## TASK PROMPT
Transcribe the listing exactly, leaving out every picture.

## RECORDS SUPPLIED

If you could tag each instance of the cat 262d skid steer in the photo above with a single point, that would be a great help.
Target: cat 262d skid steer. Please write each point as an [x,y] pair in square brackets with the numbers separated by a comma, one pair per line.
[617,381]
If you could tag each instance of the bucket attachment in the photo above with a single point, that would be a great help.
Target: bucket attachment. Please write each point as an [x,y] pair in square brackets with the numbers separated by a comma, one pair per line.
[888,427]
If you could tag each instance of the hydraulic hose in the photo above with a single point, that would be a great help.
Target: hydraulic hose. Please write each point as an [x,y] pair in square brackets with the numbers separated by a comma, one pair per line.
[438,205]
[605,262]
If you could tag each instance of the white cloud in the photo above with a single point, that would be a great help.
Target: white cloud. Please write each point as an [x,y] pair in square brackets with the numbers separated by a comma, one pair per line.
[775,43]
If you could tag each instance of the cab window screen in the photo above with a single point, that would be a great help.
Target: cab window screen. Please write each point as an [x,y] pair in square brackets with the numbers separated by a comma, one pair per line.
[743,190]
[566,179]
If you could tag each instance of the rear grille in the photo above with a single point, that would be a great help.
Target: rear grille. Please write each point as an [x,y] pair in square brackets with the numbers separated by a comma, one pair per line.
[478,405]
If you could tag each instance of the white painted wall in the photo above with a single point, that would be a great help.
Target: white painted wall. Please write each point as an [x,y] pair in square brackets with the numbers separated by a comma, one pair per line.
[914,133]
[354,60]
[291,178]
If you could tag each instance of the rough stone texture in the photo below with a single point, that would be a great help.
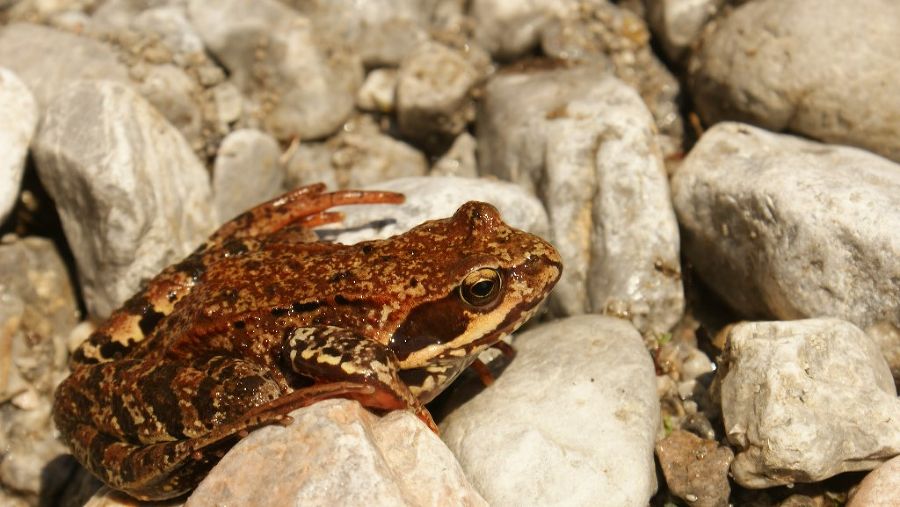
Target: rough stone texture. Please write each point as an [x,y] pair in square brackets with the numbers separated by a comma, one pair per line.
[572,420]
[433,99]
[302,84]
[805,400]
[824,68]
[459,160]
[337,453]
[382,32]
[678,23]
[784,227]
[37,312]
[131,194]
[356,157]
[377,91]
[247,172]
[48,60]
[608,35]
[586,143]
[511,28]
[696,470]
[880,487]
[18,118]
[439,197]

## REPLY TO THE TASK
If you could tag each instance of the cat 262d skid steer in the photo above with a single point, that would be a great help.
Target: cat 262d skid steer. Please write each point as an [x,y] pair in square brackets with the numbers separated by a comma, one pair per line.
[617,381]
If you could tag each instance of the bucket attachment in the photo above with a single point, that would be a great help.
Target: bucket attachment. Please write each point as an [x,y] pair in square brackets with the numbers separated by a comma, one pair per line.
[888,427]
If you could tag each instance of the hydraulic hose in the photo above with a single point, that would be a great help.
Target: hydraulic hose. Please write each point as an [x,y] pair in square brackets with the numbers separated by a comma, one pair per line.
[438,205]
[605,262]
If you could tag each instance of the white cloud in the photo above with a single point, that would be a great help.
Target: white cloud. Please write each point as an [x,y] pair in square brackets with the numbers separated by a comma, one pair per line.
[775,43]
If you could tag each instance of the cab window screen in the photo above with a single point, that would be a great help.
Target: cab window screen. Please write each point as an [x,y] pair in square brackets with the numbers separated by a comma, one pair per line.
[743,190]
[566,179]
If you could tag each instance of the rear grille in the photo above with a single point, that would be a great help.
Target: rear grille. Please write each point as an [x,y] pair in square brackets with the numbers separated by a comma, one pair per line.
[478,405]
If you could tag each instance of the white painted wall in the photo above with a single point, that would be a great help.
Target: white painted wall. Please write each point as an [x,y] pair in square brackets with the numbers separated by a comma, one pair per line.
[914,133]
[354,60]
[291,178]
If you could tag each instance of the rough stone texture in the photo below with a single point, that would be a great help.
Target: rough stone texture. Please write each point as an [x,y] pair in square brackets with the numbers separated by a comma, one pair per line.
[572,420]
[433,99]
[302,84]
[805,400]
[824,68]
[459,160]
[337,453]
[382,32]
[678,23]
[784,227]
[37,312]
[131,194]
[356,157]
[377,91]
[247,172]
[48,60]
[608,35]
[586,143]
[511,28]
[696,470]
[880,487]
[18,118]
[439,197]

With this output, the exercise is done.